Point annotation dataset records:
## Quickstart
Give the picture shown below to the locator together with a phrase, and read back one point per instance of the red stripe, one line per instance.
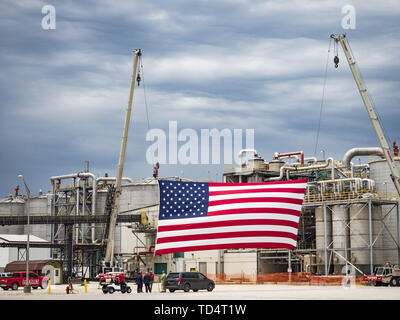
(223, 235)
(292, 212)
(290, 190)
(215, 224)
(263, 199)
(222, 184)
(269, 245)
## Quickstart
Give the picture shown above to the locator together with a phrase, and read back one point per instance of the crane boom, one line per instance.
(114, 213)
(395, 175)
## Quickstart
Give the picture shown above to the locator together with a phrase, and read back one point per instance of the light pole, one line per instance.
(27, 288)
(323, 154)
(385, 184)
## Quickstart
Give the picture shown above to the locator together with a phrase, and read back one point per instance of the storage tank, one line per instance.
(134, 197)
(319, 236)
(275, 165)
(39, 206)
(340, 236)
(256, 163)
(359, 236)
(12, 206)
(380, 172)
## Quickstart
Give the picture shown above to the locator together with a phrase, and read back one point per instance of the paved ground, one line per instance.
(221, 292)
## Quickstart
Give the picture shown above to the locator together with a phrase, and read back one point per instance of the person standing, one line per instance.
(139, 282)
(163, 278)
(151, 280)
(146, 280)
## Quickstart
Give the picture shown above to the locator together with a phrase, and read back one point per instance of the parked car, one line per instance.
(18, 279)
(188, 281)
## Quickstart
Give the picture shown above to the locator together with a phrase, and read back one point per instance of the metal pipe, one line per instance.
(301, 153)
(241, 154)
(113, 179)
(81, 175)
(110, 239)
(318, 166)
(369, 151)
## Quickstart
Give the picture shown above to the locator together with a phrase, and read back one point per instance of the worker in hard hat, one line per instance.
(163, 278)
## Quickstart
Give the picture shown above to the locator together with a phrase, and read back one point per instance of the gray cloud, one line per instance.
(226, 64)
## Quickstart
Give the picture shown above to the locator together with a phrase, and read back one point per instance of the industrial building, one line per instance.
(349, 220)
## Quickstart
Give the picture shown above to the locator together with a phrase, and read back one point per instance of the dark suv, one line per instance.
(188, 281)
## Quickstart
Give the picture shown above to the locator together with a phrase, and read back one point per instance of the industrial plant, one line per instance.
(349, 220)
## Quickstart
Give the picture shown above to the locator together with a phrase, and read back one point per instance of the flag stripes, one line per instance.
(205, 216)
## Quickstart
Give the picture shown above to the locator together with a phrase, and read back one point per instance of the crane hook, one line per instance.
(336, 61)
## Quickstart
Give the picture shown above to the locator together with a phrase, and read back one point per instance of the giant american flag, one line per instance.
(206, 216)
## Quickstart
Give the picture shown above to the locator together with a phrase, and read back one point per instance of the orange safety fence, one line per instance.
(294, 278)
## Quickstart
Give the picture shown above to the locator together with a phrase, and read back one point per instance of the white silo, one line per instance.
(380, 172)
(320, 236)
(12, 206)
(360, 235)
(39, 206)
(340, 236)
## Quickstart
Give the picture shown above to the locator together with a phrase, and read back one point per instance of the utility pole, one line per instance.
(113, 219)
(395, 175)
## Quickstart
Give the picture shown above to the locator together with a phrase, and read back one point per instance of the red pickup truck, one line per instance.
(18, 279)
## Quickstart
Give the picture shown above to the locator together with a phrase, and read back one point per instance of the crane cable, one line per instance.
(323, 98)
(370, 96)
(141, 79)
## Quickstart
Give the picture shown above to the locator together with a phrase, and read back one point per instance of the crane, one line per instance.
(114, 213)
(395, 175)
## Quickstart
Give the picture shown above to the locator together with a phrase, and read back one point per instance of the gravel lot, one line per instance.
(221, 292)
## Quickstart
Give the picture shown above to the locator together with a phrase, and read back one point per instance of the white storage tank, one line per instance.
(319, 236)
(340, 236)
(40, 206)
(380, 172)
(360, 235)
(12, 206)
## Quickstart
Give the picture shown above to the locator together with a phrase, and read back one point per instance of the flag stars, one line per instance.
(180, 200)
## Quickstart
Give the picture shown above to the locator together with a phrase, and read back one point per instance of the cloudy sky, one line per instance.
(244, 64)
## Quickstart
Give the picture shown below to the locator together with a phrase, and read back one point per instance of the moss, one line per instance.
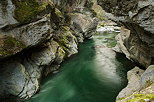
(148, 83)
(11, 46)
(64, 38)
(28, 9)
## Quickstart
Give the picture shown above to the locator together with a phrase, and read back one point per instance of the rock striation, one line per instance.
(136, 41)
(35, 37)
(137, 16)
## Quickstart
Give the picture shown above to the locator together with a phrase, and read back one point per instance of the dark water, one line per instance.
(95, 74)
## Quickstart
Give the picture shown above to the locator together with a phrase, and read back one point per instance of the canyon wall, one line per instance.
(35, 37)
(136, 41)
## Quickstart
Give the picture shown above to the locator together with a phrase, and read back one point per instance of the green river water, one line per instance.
(95, 74)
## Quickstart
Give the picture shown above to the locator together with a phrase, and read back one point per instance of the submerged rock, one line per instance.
(140, 86)
(35, 37)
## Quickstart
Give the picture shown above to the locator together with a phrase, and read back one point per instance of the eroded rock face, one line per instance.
(35, 37)
(137, 16)
(140, 86)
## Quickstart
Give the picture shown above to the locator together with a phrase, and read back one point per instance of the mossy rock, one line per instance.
(64, 38)
(26, 10)
(10, 46)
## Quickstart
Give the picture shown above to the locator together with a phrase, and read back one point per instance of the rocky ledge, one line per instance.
(35, 37)
(136, 41)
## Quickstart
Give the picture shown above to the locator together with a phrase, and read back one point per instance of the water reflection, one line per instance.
(91, 76)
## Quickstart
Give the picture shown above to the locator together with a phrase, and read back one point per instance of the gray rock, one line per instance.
(133, 77)
(33, 33)
(137, 16)
(147, 77)
(7, 9)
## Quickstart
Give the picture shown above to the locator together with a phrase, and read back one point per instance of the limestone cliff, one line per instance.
(136, 41)
(35, 37)
(137, 16)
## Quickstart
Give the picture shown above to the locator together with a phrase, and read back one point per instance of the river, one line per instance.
(95, 74)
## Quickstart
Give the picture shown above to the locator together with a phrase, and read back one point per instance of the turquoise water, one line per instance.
(95, 74)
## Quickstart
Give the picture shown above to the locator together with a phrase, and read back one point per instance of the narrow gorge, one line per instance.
(77, 50)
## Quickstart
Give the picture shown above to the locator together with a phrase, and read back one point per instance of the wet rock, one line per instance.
(10, 46)
(144, 95)
(137, 16)
(84, 24)
(147, 78)
(40, 40)
(133, 77)
(7, 9)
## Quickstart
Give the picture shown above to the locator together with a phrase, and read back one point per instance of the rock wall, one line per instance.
(35, 37)
(137, 16)
(136, 41)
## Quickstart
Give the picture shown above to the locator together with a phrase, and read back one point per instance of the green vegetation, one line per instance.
(11, 46)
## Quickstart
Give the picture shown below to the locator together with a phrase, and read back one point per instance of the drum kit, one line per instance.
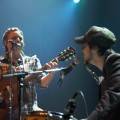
(10, 108)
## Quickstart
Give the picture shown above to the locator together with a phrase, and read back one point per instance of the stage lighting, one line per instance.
(76, 1)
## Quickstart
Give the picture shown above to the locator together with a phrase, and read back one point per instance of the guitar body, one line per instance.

Instruction:
Reproduce every record above exactly, omitting the pictures.

Solution to this problem:
## Quickstart
Give the picture shown below to the locator together with a phrase, and read back one point per instance of the red stripe, one line per instance.
(223, 235)
(292, 212)
(290, 190)
(215, 224)
(263, 199)
(222, 184)
(269, 245)
## Quickstart
Give the picture shown above to the locator together with a phrase, and read back one point per instance of the crane boom, one line per instance.
(114, 213)
(395, 175)
## Quickstart
Give the picture shown above to the locator together with a phrase, and read back one point per instance of the light pole, one line per instance.
(27, 288)
(323, 154)
(385, 184)
## Quickstart
Give the picture shown above to the locator together with a phrase, and read back one point per instance of the storage tank, one line per instance.
(134, 197)
(319, 236)
(275, 165)
(39, 206)
(340, 236)
(256, 163)
(359, 236)
(12, 206)
(380, 172)
## Quickstart
Give the picture shown above to the locator together with a phrase, and read back one point per instance of the paved ground, one line per instance.
(221, 292)
## Quickstart
Give the picture shown above to the locator together with a phrase, and read back one point per instance of the person standing, one line per instance.
(139, 282)
(163, 278)
(151, 280)
(146, 280)
## Quickstart
Give the picture shown above to the locator together with a phrase, and read back one point per instance of the parked car, one line per instance.
(18, 279)
(188, 281)
## Quickstart
Give the picture shown above to the locator together with a phrase, and read back one point per instance of the metal pipe, one line per instance.
(301, 153)
(241, 154)
(113, 179)
(81, 175)
(110, 239)
(318, 166)
(369, 151)
## Quickstart
Give the picture shown above to the locator together with a phrase, and read back one point per instance of the worker in hard hat, one line per instance.
(163, 278)
## Quickstart
Give the picture shown above to the locator together with a phrase, and read back one point per instance of the gray cloud, one line per instance.
(226, 64)
## Quickstart
Give the picture shown above to the locator together with a phrase, and read back one point per instance of the industrial building, one line per instance.
(349, 220)
## Quickstart
Give the picture shown above to the locator together with a phrase, and read back one point per instance of the dark suv, one line per instance.
(188, 281)
## Quickstart
Give the picture shown above to the locator together with a phrase, and read back one point per instance of the industrial plant, one line per instance.
(349, 220)
## Quickstart
Give the picture shown above to the locator together with a phrase, and read back one point per instance of the flag stripes, one line per instance.
(205, 216)
## Quickstart
Give the picture shown above to the locator together with a phrase, and read back one point per instance of the crane hook, one line per instance.
(336, 61)
## Quickstart
Give the picture shown above to the locator together with a phrase, and read back one point per instance of the giant american flag, one line per instance.
(206, 216)
## Quickstart
Give the picture shown above to the locator together with a phrase, and read back one point per instance of the orange safety fence, one line per instance.
(294, 278)
## Quickstart
Give the picture shown above to the locator together with a phrase, and read back one point per instance of the white silo, one line per instance.
(380, 172)
(320, 236)
(12, 206)
(360, 235)
(39, 206)
(340, 236)
## Quickstart
Give the picture shown above to the locator together with a phrase, and read back one point per instance of the utility pole, one line per instance.
(113, 219)
(395, 175)
## Quickstart
Give the picture shown above to the locator together with a phrase, and read back one point per instance of the red pickup truck, one line per instance.
(18, 279)
## Quickstart
Give the picture shown above to the locator together with a phrase, and read back one point per instance of the crane cable, one line per instance.
(323, 98)
(370, 96)
(141, 79)
## Quickstart
Give the picture shown above to the locator together with a phrase, and read back one point per instance of the crane, one line per instance.
(114, 213)
(395, 175)
## Quickstart
Give the picture shown above to the locator together with a phrase, and read back one point per instance of the gravel lot, one line per instance.
(221, 292)
## Quickstart
Give the picture shown above to the locator together with a phrase, and read back one point per instance of the white storage tank, one line per instance.
(319, 236)
(340, 236)
(40, 206)
(380, 172)
(360, 235)
(12, 206)
## Quickstart
Give the picture shown above to the locator together with a phrase, and read back one point per instance of the flag stars, one line per instance.
(180, 200)
## Quickstart
Give the picture shown above to the locator together with a phrase, and read back one point per instance of the cloudy sky, one line per instance.
(244, 64)
## Quickstart
Give the picture shown below to the locator together with a phrase, and read back one point per instance of the moss, one line per instance.
(148, 83)
(11, 46)
(64, 38)
(28, 9)
## Quickstart
Give the picture shown above to the locator together with a phrase, and read back one point per instance of the rock striation, one line per instance.
(136, 41)
(35, 37)
(137, 16)
## Quickstart
Give the picture shown above to the locator together with a phrase, and read back one point per instance of the dark water, one line per instance.
(95, 74)
## Quickstart
Give the picture shown above to the locator together with a phrase, and read back one point per instance of the canyon wall, one line per instance.
(35, 37)
(136, 41)
## Quickstart
Give the picture shown above to the locator together with a phrase, and read back one point per instance of the green river water, one line per instance.
(95, 74)
## Quickstart
Give the picture shown above to the locator together with a phrase, and read back one point per instance of the submerged rock, one line per instance.
(140, 86)
(35, 37)
## Quickstart
Give the picture shown above to the locator together with a phrase, and read back one point per instance of the eroded rock face, one line per instance.
(35, 37)
(137, 16)
(140, 86)
## Quickstart
Give the picture shown above to the locator together with a phrase, and read back one point per instance of the mossy rock, one line per instance.
(64, 38)
(26, 10)
(10, 46)
## Quickstart
Give the picture shown above to the locator together with a phrase, and read back one point per instance of the rocky ledge, one line per instance.
(35, 37)
(136, 41)
## Quickstart
Give the picture shown above to the locator together with a phrase, and read back one point per instance of the water reflection, one line per instance.
(91, 76)
## Quickstart
Give the picture shown above to the locator together with a phrase, and read back one point per instance of the gray rock, one line per instance.
(133, 77)
(33, 33)
(137, 16)
(147, 77)
(7, 9)
## Quickstart
Give the picture shown above to the locator together with a phrase, and read back one point per instance of the limestone cliff, one line per instance.
(136, 41)
(35, 37)
(137, 16)
## Quickstart
Give the picture shown above to the locator together with a phrase, and read back one point per instance of the river, one line per instance.
(95, 74)
## Quickstart
Give the picture shown above to the locator together with a phrase, and read back one point per instance of the turquoise water, one line per instance.
(95, 74)
## Quickstart
Give the picture shown above to the locator together with a phrase, and read back one point per instance of the narrow gorge, one line per instance.
(77, 50)
## Quickstart
Give the picture shown above to the locator together with a phrase, and read back one point per instance of the wet rock, one line per instance.
(10, 46)
(144, 95)
(137, 16)
(84, 24)
(147, 78)
(40, 40)
(133, 77)
(7, 9)
## Quickstart
Give the picture shown above to the locator together with a phrase, and read back one point per instance of the rock wall, one line per instance.
(35, 37)
(137, 16)
(136, 41)
## Quickstart
Give the picture shown above to the locator together with a phrase, and read back one point per instance of the green vegetation, one line per instance.
(11, 46)
## Quickstart
Give the picture shown below to the locator together with a phrase, and read back one point per instance of the drum kit, one line per instance.
(10, 108)
## Quickstart
Give the picture shown above to the locator together with a phrase, and read back one point per instance of the stage lighting, one line per instance.
(76, 1)
## Quickstart
Give the picture shown above to the locator together with a phrase, and read back one point per instance of the guitar body, one line per instance.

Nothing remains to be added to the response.